▸ **Texto de leitura**
<<<<

Ao final das quase 200 páginas, conclui-se que as mortes das três girafas e “os maus tratos aos quais estão submetidas as outras 15 decorreram dos interesses comerciais do Bioparque e, possivelmente, dos demais zoológicos envolvidos” (alguns dos animais seriam revendidos para outros zoológicos brasileiros).
Além disso, os especialistas afirmam que os indivíduos trazidos para o Brasil seriam da subespécie Giraffa camelopardalis giraffa, a segunda com o maior número populacional na natureza e apresentando tendência de aumento, ou seja, não seria a melhor opção para um programa de conservação.
O relatório recomenda ainda a autuação dos responsáveis pelas mortes da girafas, manutenção inadequada e importação irregular e por último, a repatriação das mesmas.
Imagem do relatório do Ibama
Em nota enviada hoje, a assessoria de comunicação do Bioparque declarou o seguinte:
“Reiteramos a responsabilidade com as girafas e com o programa de conservação e informamos que repudiamos qualquer caluniosa ilação sobre a prática de maus-tratos aos animais. O parque reitera que as girafas estão bem e evoluindo positivamente a cada dia. Toda a área de cambiamento e recinto atende a normativa – IN 07/15 e possui acesso às áreas externas de até 900 metros quadrados, com progressão de acordo com o comportamento de cada indivíduo. A aclimatação é conduzida por uma equipe técnica especializada e com ampla experiência e validado por especialistas em manejo dessa espécie para que os animais possam conviver em amplos espaços com segurança, acompanhado pelos órgãos competentes.

>>>>

▸ **Exercício breve A**
Responda com base no texto sobre as girafas:
(i) Quantas outras girafas, além das três mortas, estariam submetidas a maus-tratos segundo o relatório?
(ii) A que subespécie pertenceriam os indivíduos trazidos para o Brasil?
(iii) Segundo a nota do Bioparque, até quantos metros quadrados têm as áreas externas acessíveis?
O texto sobre as girafas e as linhas de dados não têm nenhuma relação entre si.

▸ **Dados da tarefa**
<<<<

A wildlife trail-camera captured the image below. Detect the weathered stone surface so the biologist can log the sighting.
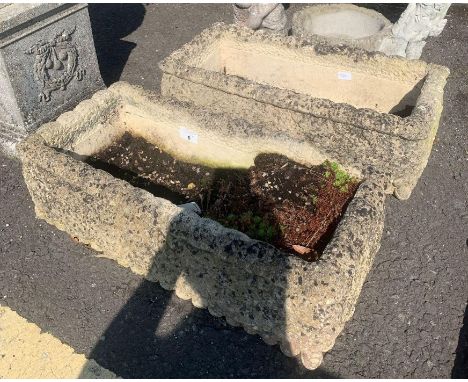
[232,3,288,35]
[0,4,104,151]
[378,3,450,59]
[292,4,393,52]
[160,23,449,199]
[18,83,385,368]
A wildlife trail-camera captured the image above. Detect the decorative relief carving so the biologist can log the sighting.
[25,27,85,102]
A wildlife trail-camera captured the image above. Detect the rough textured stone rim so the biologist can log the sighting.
[292,3,393,43]
[159,23,449,140]
[18,84,385,369]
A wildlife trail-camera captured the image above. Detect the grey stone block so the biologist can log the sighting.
[0,4,104,149]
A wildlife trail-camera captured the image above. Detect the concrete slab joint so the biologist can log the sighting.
[18,83,386,369]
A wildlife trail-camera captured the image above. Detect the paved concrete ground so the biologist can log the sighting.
[0,4,468,378]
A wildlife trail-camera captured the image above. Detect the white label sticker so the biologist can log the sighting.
[179,127,198,143]
[338,72,353,81]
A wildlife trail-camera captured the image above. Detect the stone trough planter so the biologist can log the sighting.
[18,83,385,369]
[160,24,449,199]
[292,4,393,51]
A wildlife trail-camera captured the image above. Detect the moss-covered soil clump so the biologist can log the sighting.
[87,133,358,261]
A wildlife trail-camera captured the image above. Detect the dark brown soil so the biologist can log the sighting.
[87,133,358,261]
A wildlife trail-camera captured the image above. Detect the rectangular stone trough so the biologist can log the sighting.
[160,24,449,199]
[18,83,385,369]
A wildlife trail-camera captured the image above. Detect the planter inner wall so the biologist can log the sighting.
[191,38,426,113]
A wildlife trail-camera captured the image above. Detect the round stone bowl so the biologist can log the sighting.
[292,4,393,51]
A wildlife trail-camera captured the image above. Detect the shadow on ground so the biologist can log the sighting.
[88,4,145,86]
[452,305,468,378]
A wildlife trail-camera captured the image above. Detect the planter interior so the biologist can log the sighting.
[190,37,426,116]
[292,4,392,51]
[18,84,385,369]
[160,24,448,199]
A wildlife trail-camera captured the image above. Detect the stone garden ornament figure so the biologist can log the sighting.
[25,28,85,102]
[233,3,288,35]
[379,3,450,59]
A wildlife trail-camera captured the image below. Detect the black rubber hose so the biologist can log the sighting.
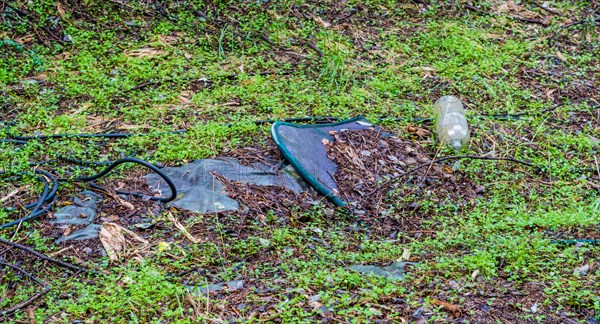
[0,170,52,229]
[0,157,177,229]
[71,157,177,202]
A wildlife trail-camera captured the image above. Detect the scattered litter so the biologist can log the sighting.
[50,190,102,225]
[187,280,245,296]
[56,224,102,244]
[574,264,590,276]
[146,158,306,213]
[167,213,202,244]
[434,96,470,152]
[348,262,416,281]
[100,223,148,261]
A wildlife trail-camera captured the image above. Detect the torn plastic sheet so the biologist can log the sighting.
[348,262,416,281]
[271,116,380,206]
[146,158,306,213]
[50,190,102,225]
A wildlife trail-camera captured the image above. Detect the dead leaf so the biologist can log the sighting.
[429,299,460,314]
[406,124,431,137]
[158,35,179,44]
[396,248,410,262]
[167,212,204,244]
[125,47,165,57]
[100,223,148,261]
[314,17,331,28]
[56,1,65,17]
[408,66,437,72]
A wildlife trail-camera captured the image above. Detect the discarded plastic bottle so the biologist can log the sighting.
[434,96,470,152]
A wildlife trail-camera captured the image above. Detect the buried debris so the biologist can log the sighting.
[325,130,475,211]
[146,158,306,213]
[271,117,380,206]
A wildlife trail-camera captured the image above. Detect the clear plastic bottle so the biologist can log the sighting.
[434,96,470,152]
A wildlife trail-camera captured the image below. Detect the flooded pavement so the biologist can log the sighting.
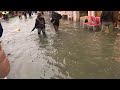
[1,15,120,79]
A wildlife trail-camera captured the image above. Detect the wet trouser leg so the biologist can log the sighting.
[41,28,46,36]
[53,25,59,32]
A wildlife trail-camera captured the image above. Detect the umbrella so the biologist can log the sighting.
[2,11,9,14]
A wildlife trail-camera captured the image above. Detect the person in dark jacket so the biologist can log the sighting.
[28,11,32,17]
[23,11,27,19]
[100,11,115,32]
[51,12,62,32]
[0,23,3,38]
[32,13,46,36]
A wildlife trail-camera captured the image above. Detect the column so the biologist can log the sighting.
[73,11,80,21]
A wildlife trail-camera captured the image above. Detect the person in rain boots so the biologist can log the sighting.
[51,12,62,32]
[32,13,46,36]
[28,11,32,18]
[23,11,27,19]
[100,11,115,32]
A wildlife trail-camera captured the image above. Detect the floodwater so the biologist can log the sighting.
[1,12,120,79]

>>>>

▸ **Exercício breve B**
Redimensione as linhas dos dados da tarefa entre a que contém "trough so the biologist can log the sighting." e a que contém "[191,38,426,113]", inclusive, e reescreva apenas essas, com os enunciados. Multiplique por 2,05 cada coordenada das caixas nas respostas e arredonde para números inteiros, com as metades para cima.

▸ **Resposta A**
(i) 15.
(ii) Giraffa camelopardalis giraffa.
(iii) Até 900 metros quadrados.

▸ **Resposta B**
A wildlife trail-camera captured the image above. Detect the rectangular stone trough so the biologist can log the sighting.
[328,49,920,408]
[37,170,789,756]
A wildlife trail-camera captured the image above. Detect the planter inner wall so the biologist can log the sighting.
[392,78,873,232]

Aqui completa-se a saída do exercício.